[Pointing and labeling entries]
☆ ☆ ☆

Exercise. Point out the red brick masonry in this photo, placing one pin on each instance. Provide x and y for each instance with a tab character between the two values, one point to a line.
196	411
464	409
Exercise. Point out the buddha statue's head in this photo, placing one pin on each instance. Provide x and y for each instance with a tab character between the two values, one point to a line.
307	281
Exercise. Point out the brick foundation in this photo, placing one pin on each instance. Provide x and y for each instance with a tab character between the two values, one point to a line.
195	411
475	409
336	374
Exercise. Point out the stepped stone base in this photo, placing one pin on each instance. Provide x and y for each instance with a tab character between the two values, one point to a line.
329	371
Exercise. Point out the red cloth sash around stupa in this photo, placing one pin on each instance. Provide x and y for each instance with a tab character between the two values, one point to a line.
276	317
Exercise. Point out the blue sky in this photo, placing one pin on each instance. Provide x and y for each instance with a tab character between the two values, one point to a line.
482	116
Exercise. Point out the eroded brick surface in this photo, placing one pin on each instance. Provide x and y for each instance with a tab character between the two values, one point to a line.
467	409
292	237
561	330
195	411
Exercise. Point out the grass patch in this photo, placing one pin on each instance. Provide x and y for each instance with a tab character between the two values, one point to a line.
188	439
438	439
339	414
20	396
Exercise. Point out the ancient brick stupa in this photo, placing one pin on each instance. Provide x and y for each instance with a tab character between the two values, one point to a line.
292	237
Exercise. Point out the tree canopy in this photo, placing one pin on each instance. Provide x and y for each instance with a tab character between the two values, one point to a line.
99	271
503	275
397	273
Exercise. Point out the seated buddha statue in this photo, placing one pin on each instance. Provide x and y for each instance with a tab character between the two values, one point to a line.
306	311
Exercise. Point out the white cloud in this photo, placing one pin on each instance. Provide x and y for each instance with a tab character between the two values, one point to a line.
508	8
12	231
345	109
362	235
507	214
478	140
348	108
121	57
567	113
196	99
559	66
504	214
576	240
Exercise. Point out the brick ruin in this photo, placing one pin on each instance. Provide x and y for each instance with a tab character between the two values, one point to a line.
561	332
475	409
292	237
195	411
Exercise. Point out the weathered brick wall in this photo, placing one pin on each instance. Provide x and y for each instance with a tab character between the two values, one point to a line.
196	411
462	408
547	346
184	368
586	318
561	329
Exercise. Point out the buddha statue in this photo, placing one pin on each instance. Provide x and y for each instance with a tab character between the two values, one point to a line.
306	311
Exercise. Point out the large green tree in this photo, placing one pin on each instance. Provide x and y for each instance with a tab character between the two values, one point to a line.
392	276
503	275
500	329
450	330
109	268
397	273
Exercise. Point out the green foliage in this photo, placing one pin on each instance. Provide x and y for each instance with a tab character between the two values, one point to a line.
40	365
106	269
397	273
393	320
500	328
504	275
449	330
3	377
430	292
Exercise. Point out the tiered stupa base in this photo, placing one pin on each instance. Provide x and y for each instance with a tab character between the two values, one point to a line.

☆ ☆ ☆

▸ The exercise:
Copy out each record, keeping every word as it is.

▸ Correct result:
Exercise. Point out the red brick masonry in this photo, placing one pin on each instance. Provide x and y for each instance with a tab character between the two values, one point to a line.
196	411
464	409
Exercise. Point out the buddha statue's head in this photo, placing one pin on each instance. Provide x and y for each instance with a tab character between the two values, one point to a line.
307	281
Exercise. Point out the brick foundation in this photo, placing one pin on each instance. Provide x and y for each instance with a tab character between the two values, one point to a line.
195	411
475	409
336	374
Exercise. Point out the stepped stone base in this photo, placing one pin on each instance. Provide x and y for each instance with a tab character between the two values, one point to a line.
329	371
Exercise. Point out the red cloth sash around stupa in this photo, placing one pin on each instance. Provide x and y for each instance with a tab character between the two values, one point to a line.
276	317
Exercise. Point out the blue sky in this photo, placing one pin on each instance. Provide x and y for each instance with a tab character between the two values, one point to a line.
482	116
Exercise. Point out the eroded brick surface in this photo, placing one pin on each instance. Provide x and y for each instance with a tab character between the two values, one point to a line.
467	409
292	237
561	330
195	411
Exercise. Point out the grass patch in this photo, placing one pin on each instance. Provide x and y for each instance with a tab character between the two values, one point to a line.
188	439
438	439
339	414
20	396
Exercise. Point out the ancient brick stupa in this photo, placing one pin on each instance. Provide x and y for each instance with a tab character between the two values, one point to a line.
292	237
Exercise. Point out the tree canopy in this photo, placing one pin on each instance. Provide x and y for each instance with a tab character between the two values, one point to a line.
99	271
503	275
397	273
Exercise. Point out the seated buddha statue in this photo, placing one pin on each instance. Provide x and y for each instance with a tab character between the two values, one point to a line.
306	311
Exercise. Point out the white cloud in this photo, placing one pin on each instance. Provide x and y for each instance with a tab character between the two values, one point to a line.
508	8
12	231
345	109
362	235
507	214
478	140
348	108
121	57
567	113
196	99
559	66
504	214
576	240
Exercise. Point out the brick ruin in this photo, placing one pin on each instance. Provide x and y for each instance with a tab character between the two values, one point to a line.
561	332
475	409
292	237
195	411
Exercise. Point out the weathered brick wall in this photo, placing one pin on each instance. Provide x and y for each instance with a tab character between the two values, one point to a line.
196	411
462	408
547	346
184	368
586	318
561	329
Exercise. Point out the buddha statue in this photo, placing one pin on each instance. Provide x and y for each instance with a tab character between the two values, one point to a line.
306	311
Exercise. Point out the large green tree in this photo, placing one pin on each instance. Provide x and y for each instance with a tab character between the two values, one point to a line.
392	276
503	275
500	329
450	330
109	268
397	273
Exercise. Point out the green foliage in this photo, placing one pin on each instance. Provide x and y for each instance with a tab character between the two values, one point to a line.
40	365
106	269
397	273
393	320
500	328
504	275
449	330
3	377
430	292
Exercise. Point out the tiered stupa base in this photo, placing one pin on each instance. Provide x and y for each instance with a tab character between the two values, one point to a line.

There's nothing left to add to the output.